━━━━━ Aangeleverde tekst
Aanpak van coccidiose, bij geitenlammeren en kalveren
Coccidiose is een belangrijke parasitaire infectie bij geitenlammeren en kalveren. Coccidiēn zijn ééncellige parasieten (Eimeria spp.) na opname uit de omgeving dringen de parasieten de darmcellen binnen en vermeerdert zich daar. Hierbij worden de darmcellen beschadigd. Na vermeerdering in het dier verlaten de parasieten het lichaam van het dier onder de vorm van zogenaamde “oöcysten”. Bij acute coccidiose is er sprake van donkere soms bloederige diarree en verminderde eetlust. Een besmetting kan echter ook aanwezig zijn zonder acute symptomen (subklininsche coccidiose) dan vertonen de dieren wel een minder goede groei.
━━━━━━━━━━
Opdrachten:
[a] Geef bij elk van de volgende beweringen aan of ze overeenkomt met de tekst over coccidiose, met ja of nee en de doorslaggevende woorden uit die tekst letterlijk geciteerd: (i) Coccidiën zijn meercellige parasieten. (ii) De parasieten verlaten het lichaam van het dier als oöcysten. (iii) Dieren met een besmetting zonder acute symptomen groeien minder goed.
[b] Hervat de tekst over coccidiose bij geitenlammeren en kalveren direct na de laatste zin.
━━━━━ Gegevensset
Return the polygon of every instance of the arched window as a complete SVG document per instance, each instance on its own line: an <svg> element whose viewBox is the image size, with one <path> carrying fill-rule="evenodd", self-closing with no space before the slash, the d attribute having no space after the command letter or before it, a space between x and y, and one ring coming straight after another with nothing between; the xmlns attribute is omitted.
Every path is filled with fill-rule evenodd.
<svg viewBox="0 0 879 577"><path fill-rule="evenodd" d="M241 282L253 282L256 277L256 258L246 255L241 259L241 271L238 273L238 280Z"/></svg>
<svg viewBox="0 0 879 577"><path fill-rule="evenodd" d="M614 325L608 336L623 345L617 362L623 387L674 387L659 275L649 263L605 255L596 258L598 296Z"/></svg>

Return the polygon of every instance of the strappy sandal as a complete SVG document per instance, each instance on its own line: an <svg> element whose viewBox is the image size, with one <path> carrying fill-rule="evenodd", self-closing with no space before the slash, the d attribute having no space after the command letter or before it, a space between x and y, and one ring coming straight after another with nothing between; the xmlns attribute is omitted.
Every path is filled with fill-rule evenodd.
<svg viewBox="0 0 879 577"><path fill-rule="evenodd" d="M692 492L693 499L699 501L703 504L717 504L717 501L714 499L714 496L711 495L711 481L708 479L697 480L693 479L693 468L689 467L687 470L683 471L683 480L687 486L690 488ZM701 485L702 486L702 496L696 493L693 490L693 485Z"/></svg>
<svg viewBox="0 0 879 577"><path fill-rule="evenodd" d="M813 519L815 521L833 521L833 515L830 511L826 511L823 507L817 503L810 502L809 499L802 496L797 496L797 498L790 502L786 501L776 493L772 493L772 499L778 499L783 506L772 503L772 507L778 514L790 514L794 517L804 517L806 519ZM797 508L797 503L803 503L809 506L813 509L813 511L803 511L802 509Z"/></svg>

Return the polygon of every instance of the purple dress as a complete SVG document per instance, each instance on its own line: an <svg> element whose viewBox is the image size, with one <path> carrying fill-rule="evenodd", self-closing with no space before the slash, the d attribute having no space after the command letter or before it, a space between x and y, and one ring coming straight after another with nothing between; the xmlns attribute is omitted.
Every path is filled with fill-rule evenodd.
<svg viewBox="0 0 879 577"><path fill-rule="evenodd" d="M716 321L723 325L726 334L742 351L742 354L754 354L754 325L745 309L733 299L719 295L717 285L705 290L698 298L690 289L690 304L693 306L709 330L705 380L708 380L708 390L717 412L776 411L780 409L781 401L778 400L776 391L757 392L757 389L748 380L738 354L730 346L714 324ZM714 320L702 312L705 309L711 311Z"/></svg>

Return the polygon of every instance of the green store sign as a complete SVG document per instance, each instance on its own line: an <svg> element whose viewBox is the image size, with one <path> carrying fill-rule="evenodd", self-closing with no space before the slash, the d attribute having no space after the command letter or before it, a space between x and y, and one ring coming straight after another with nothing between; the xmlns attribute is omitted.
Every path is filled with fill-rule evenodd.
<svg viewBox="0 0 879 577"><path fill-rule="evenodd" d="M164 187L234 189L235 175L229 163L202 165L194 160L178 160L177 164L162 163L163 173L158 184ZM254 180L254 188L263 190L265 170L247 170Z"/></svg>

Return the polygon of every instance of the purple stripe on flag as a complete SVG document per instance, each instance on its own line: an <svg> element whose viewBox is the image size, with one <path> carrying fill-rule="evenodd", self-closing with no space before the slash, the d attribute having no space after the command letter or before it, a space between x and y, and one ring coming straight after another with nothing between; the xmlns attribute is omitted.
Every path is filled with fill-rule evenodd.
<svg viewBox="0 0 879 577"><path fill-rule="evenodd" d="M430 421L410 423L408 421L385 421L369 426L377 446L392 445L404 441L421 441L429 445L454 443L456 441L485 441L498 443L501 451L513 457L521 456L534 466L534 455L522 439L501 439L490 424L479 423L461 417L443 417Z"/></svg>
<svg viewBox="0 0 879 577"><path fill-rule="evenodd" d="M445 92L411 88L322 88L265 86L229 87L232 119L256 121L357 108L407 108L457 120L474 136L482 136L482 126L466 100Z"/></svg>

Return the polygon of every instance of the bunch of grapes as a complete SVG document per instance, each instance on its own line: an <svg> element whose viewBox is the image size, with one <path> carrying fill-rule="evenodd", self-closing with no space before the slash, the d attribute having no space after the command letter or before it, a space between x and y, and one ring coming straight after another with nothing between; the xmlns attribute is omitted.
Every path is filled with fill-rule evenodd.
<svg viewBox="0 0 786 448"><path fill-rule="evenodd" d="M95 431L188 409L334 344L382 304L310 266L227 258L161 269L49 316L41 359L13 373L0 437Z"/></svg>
━━━━━━━━━━
Antwoorden:
[a]
(i) Nee: "Coccidiēn zijn ééncellige parasieten (Eimeria spp.)"
(ii) Ja: "verlaten de parasieten het lichaam van het dier onder de vorm van zogenaamde “oöcysten”"
(iii) Ja: "dan vertonen de dieren wel een minder goede groei"

[b]
In het project testen we momenteel een aanvullend voeder op basis van diverse oliekoeken aangevuld met 13 kruiden. De kruiden zouden werkzaam zijn tegen wormbesmettingen maar bleken bij een vorige proef bij volwassen geiten effectief tegen besmetting met coccidiën. Een eerste proef werd nu opgezet op een geitenbedrijf waar een groep van 25 geitenlammeren die het kruidenvoeder krijgen vergeleken wordt met een controle groep. Bij het begin van de proef werden de lammeren gewogen en werden er meststalen genomen. Na twee weken werden de lammeren opnieuw gewogen en werden er opnieuw messtalen onderzocht. De lammeren die de kruiden kregen vertoonden hierbij een iets betere groei. Bij het begin van de proef werden in beide groepen zeer weinig oöcysten geteld in de mest. Na twee weken was het aantal oöcysten per gram mest (OPG-waarde) bij beide groepen gestegen maar bij de kruidengroep was de OPG-waarde lager dan bij de controlegroep. De dieren zullen het kruidenvoeder gedurende 12 weken krijgen, gedurende die tijd worden de dieren regelmatig gewogen en worden er messtalen genomen. Dezelfde proef wordt momenteel ook opgestart bij een groep kalveren op een melkveebedrijf.